■ **所给文段**:
另一方面，以下脚本针对预设阻抗值生成介电厚度与线宽的关系图（即上方第二和第三张图，第三张使用 --y-unit mil 生成）。

plot_microstrip_width_vs_thickness.py

#!/usr/bin/env python3
# SPDX-License-Identifier: CC0-1.0
import argparse
import numpy as np
import matplotlib.pyplot as plt
from matplotlib.ticker import FuncFormatter, LogLocator

# UliEngineering 导入
from UliEngineering.Electronics.Microstrip import microstrip_width
from UliEngineering.EngineerIO import format_value
from UliEngineering.EngineerIO.Length import normalize_length, convert_length_to_unit

# 命令行：选择 Y 轴单位（默认为米，或 "mil"）
parser = argparse.ArgumentParser(description="绘制微带线宽度与介电厚度的关系图")
parser.add_argument("--y-unit", choices=("m", "mil"), default="m",
                    help="Y 轴单位：'m' 为米（默认）或 'mil' 为密耳")
args = parser.parse_args()
y_unit = args.y_unit

# 常量
e_r = 4.4
impedances = [50, 75, 100]
# 铜厚
t_copper = "35um"

# 厚度轴：70um 到 2.0mm（对数采样，使值在对数 x 轴上分布均匀）
h_min = normalize_length("70um")
h_max = normalize_length("2mm")
thicknesses = np.logspace(np.log10(h_min), np.log10(h_max), num=1000)

# 绘图
plt.style.use("ggplot")
fig, ax = plt.subplots(figsize=(10, 8))

# 使用 viridis 生成颜色，获得更好的感知均匀性
colors = plt.cm.viridis(np.linspace(0, 1, len(impedances)))

# 计算宽度曲线并收集，以便在需要时确定 Y 轴范围
all_ws = []
for z0, c in zip(impedances, colors):
    ws = [microstrip_width(Z0=z0, h=h, t=t_copper, e_r=e_r) for h in thicknesses]
    ax.plot(thicknesses, ws, color=c, lw=2, label=f"Z0={z0} Ω")
    all_ws.append(np.array(ws))

# 添加图例
legend = ax.legend(loc='upper left', fontsize='medium')

ax.set_xlabel("Dielectric Thickness")
ax.set_ylabel(f"Trace Width ({'m' if y_unit == 'm' else 'mil'})")
ax.set_title(rf"Microstrip Width vs Dielectric Thickness ($\epsilon_r={e_r}$, $t_{{Cu}}={t_copper}$)")
ax.grid(True, which="both", ls="--")

# 双轴对数刻度
ax.set_xscale("log")
ax.set_yscale("log")

# 严格将 X 轴范围限制在 70 µm 到 2.0 mm
ax.set_xlim(h_min, h_max)

# 配置对数刻度的主刻度和次刻度定位器
major_x_locator = LogLocator(base=10.0)
minor_x_locator = LogLocator(base=10.0, subs=(2, 3, 4, 5, 6, 7, 8, 9))
major_y_locator = LogLocator(base=10.0)
minor_y_locator = LogLocator(base=10.0, subs=(2, 3, 4, 5, 6, 7, 8, 9))
ax.xaxis.set_major_locator(major_x_locator)

■ **已知信息**:
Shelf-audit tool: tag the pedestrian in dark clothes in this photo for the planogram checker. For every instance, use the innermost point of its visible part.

■ **任务目标**: 所给文段是绘制微带线宽度与介电厚度关系图的脚本，从它的最后一行之后续写下去。

■ **本题结果**:
ax.xaxis.set_minor_locator(minor_x_locator)
ax.yaxis.set_major_locator(major_y_locator)
ax.yaxis.set_minor_locator(minor_y_locator)

# 使用 EngineerIO format_value 的轴格式化器
ax.xaxis.set_major_formatter(FuncFormatter(lambda x, pos: format_value(x, "m")))

# Y 轴格式化器取决于请求的单位。
if y_unit == "m":
    ax.yaxis.set_major_formatter(FuncFormatter(lambda y, pos: format_value(y, "m")))
    ax.yaxis.set_minor_formatter(FuncFormatter(lambda y, pos: format_value(y, "m")))
else:
    # 使用辅助函数以 mil 格式化值，不带 SI 前缀
    def format_mil_no_prefix(y, pos):
        mils = convert_length_to_unit(y, "m", "mil")
        if mils >= 100:
            s = f"{int(round(mils))} mil"
        elif mils >= 10:
            s = f"{mils:.1f} mil"
        elif mils >= 1:
            s = f"{mils:.2f} mil"
        else:
            s = f"{mils:.3f} mil"
        return s

    ax.yaxis.set_major_formatter(FuncFormatter(format_mil_no_prefix))
    ax.yaxis.set_minor_formatter(FuncFormatter(format_mil_no_prefix))

# 启用次要刻度
ax.minorticks_on()
ax.xaxis.set_minor_formatter(FuncFormatter(lambda x, pos: format_value(x, "m")))

# 计算并设置受限于请求 X 范围的 X 轴刻度
major_locs = major_x_locator.tick_values(h_min, h_max)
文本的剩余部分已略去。